▶ **Data supplied**:
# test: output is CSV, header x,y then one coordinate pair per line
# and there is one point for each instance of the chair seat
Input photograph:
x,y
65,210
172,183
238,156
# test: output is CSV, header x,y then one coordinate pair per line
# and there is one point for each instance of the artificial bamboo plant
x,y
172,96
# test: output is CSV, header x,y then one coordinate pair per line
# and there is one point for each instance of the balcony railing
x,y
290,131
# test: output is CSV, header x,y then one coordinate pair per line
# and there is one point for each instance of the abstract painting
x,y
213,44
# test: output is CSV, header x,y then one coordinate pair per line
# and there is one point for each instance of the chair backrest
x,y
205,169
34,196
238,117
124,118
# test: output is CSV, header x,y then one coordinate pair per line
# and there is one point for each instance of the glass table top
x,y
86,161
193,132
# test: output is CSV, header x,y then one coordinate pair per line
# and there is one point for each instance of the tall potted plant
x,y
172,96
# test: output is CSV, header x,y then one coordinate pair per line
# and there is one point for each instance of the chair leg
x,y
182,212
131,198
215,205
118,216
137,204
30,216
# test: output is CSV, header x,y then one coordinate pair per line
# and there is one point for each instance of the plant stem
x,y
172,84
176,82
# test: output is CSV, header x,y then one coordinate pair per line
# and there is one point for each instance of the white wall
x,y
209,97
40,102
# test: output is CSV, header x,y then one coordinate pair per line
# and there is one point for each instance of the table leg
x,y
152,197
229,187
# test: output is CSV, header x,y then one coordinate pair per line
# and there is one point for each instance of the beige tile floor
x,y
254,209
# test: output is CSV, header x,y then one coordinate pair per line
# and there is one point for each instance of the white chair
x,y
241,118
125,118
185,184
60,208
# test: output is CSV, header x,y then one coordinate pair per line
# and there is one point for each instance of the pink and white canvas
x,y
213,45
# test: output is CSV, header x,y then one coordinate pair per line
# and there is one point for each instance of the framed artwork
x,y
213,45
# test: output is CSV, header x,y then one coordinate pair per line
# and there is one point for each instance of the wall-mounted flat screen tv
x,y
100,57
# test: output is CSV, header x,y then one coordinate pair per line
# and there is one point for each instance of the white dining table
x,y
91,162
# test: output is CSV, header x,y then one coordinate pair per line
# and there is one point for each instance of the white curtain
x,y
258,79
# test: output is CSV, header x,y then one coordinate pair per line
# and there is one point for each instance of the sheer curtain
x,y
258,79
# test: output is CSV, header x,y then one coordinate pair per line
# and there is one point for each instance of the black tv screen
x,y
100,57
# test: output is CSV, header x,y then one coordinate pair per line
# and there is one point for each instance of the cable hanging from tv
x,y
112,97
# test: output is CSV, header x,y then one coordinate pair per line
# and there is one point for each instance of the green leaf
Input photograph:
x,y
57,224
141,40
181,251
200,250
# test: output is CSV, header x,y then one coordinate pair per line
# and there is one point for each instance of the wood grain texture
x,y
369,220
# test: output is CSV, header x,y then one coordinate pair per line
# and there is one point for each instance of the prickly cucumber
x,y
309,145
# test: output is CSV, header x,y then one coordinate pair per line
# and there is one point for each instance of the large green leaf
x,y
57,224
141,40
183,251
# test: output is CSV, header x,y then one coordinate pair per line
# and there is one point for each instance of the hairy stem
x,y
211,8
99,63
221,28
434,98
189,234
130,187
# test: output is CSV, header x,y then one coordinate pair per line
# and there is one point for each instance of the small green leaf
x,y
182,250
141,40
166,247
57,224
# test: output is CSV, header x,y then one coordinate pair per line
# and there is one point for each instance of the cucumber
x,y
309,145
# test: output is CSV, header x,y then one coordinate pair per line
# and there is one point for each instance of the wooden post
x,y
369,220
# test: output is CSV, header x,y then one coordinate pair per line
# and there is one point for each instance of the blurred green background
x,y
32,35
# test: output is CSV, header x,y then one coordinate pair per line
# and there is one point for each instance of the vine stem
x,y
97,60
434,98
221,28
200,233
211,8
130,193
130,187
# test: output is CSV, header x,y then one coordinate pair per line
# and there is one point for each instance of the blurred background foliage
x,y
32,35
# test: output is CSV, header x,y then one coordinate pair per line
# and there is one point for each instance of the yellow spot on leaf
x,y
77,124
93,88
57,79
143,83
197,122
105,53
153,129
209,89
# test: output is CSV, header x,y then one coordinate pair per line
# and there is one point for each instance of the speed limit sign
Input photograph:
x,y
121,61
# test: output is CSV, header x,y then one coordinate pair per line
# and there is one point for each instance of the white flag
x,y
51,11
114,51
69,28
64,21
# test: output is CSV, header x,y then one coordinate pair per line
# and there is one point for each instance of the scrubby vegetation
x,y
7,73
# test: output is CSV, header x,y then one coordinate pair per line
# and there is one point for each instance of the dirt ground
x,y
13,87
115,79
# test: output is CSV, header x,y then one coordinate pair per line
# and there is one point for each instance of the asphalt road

▶ **What you need to do**:
Look back at the records above. Repeat all of them exactly.

▶ **Result**:
# test: output is CSV, header x,y then one coordinate pair per line
# and there is one point for each instance of the chair seat
Input photograph:
x,y
65,210
172,183
238,156
# test: output is CSV, header x,y then one coordinate pair per line
# and there is one point for each instance of the artificial bamboo plant
x,y
172,96
# test: output is CSV, header x,y then one coordinate pair per line
# and there is one point for each instance of the balcony railing
x,y
290,131
# test: output is CSV, header x,y then one coordinate pair per line
# and there is one point for each instance of the abstract painting
x,y
213,44
# test: output is CSV, header x,y then one coordinate pair per line
# and there is one point for each instance of the chair backrest
x,y
205,169
34,196
238,117
124,118
# test: output is CSV, header x,y then one coordinate pair per line
# and there is one point for each instance of the glass table top
x,y
86,161
193,132
# test: output is CSV, header x,y then one coordinate pair per line
# and there is one point for each instance of the tall potted plant
x,y
172,96
# test: output is CSV, header x,y then one coordinate pair per line
# and there is one point for each instance of the chair leg
x,y
182,212
131,198
215,205
118,216
137,204
30,216
# test: output is CSV, header x,y then one coordinate pair per line
# and there is one point for each instance of the plant stem
x,y
172,84
176,82
# test: output is CSV, header x,y then one coordinate pair per line
# and there is one point for each instance of the white wall
x,y
209,97
40,102
# test: output is CSV, header x,y then one coordinate pair per line
# and there is one point for each instance of the table leg
x,y
152,197
229,187
# test: output is CSV, header x,y then one coordinate pair per line
# and there is one point for each instance of the beige tile floor
x,y
254,209
# test: output is CSV, header x,y then one coordinate pair per line
# and there is one point for each instance of the white chair
x,y
241,118
125,118
185,184
60,208
# test: output is CSV, header x,y then one coordinate pair per line
# and there is one point for each instance of the pink and white canvas
x,y
213,45
# test: output is CSV, header x,y then one coordinate pair per line
# and there is one point for each instance of the framed artwork
x,y
213,45
# test: output is CSV, header x,y then one coordinate pair per line
# and there is one point for each instance of the wall-mounted flat screen tv
x,y
100,57
# test: output is CSV, header x,y then one coordinate pair per line
# and there is one point for each instance of the white dining table
x,y
91,162
# test: output is CSV, header x,y then one coordinate pair per line
# and there is one point for each instance of the white curtain
x,y
258,79
# test: output is CSV, header x,y then one coordinate pair per line
# and there is one point for each instance of the sheer curtain
x,y
258,79
# test: output is CSV, header x,y then one coordinate pair per line
# and there is one point for each instance of the black tv screen
x,y
100,57
# test: output is CSV, header x,y then one coordinate pair per line
# and there is one point for each instance of the cable hanging from tv
x,y
112,97
# test: output is CSV, header x,y then one coordinate pair per line
# and there is one point for each instance of the green leaf
Input photograph:
x,y
57,224
141,40
181,251
200,250
# test: output is CSV, header x,y then one coordinate pair per line
# and there is one point for each instance of the wood grain texture
x,y
369,220
# test: output is CSV, header x,y then one coordinate pair per line
# and there is one point for each instance of the prickly cucumber
x,y
309,145
# test: output is CSV, header x,y then one coordinate pair per line
# and there is one point for each instance of the large green leaf
x,y
57,224
141,40
183,251
# test: output is CSV, header x,y then one coordinate pair per line
# and there is one point for each instance of the hairy stem
x,y
211,8
99,63
221,28
434,98
189,234
130,187
# test: output is CSV, header x,y then one coordinate pair per line
# and there is one point for each instance of the small green leaf
x,y
182,250
141,40
166,247
57,224
# test: output is CSV, header x,y then one coordinate pair per line
# and there is one point for each instance of the cucumber
x,y
309,145
# test: output is CSV, header x,y then one coordinate pair per line
# and there is one point for each instance of the wooden post
x,y
369,220
# test: output is CSV, header x,y then one coordinate pair per line
# and there is one point for each instance of the blurred green background
x,y
32,35
# test: output is CSV, header x,y then one coordinate pair per line
# and there is one point for each instance of the vine stem
x,y
97,60
434,98
221,28
200,233
211,8
130,193
130,187
# test: output is CSV, header x,y then one coordinate pair per line
# and there is one point for each instance of the blurred background foliage
x,y
32,35
# test: output is CSV, header x,y then one coordinate pair per line
# and there is one point for each instance of the yellow spot on leaf
x,y
77,124
93,88
57,79
143,83
197,122
105,53
153,129
209,89
# test: output is CSV, header x,y then one coordinate pair per line
# and there is one point for each instance of the speed limit sign
Input photograph:
x,y
121,61
# test: output is CSV, header x,y then one coordinate pair per line
# and there is one point for each instance of the white flag
x,y
51,11
114,51
69,28
64,21
# test: output is CSV, header x,y then one coordinate pair per line
# and there is one point for each instance of the scrubby vegetation
x,y
7,73
# test: output is CSV, header x,y then one coordinate pair per line
# and there is one point for each instance of the dirt ground
x,y
13,87
115,79
# test: output is CSV, header x,y then one coordinate pair per line
# and there is one point for each instance of the asphalt road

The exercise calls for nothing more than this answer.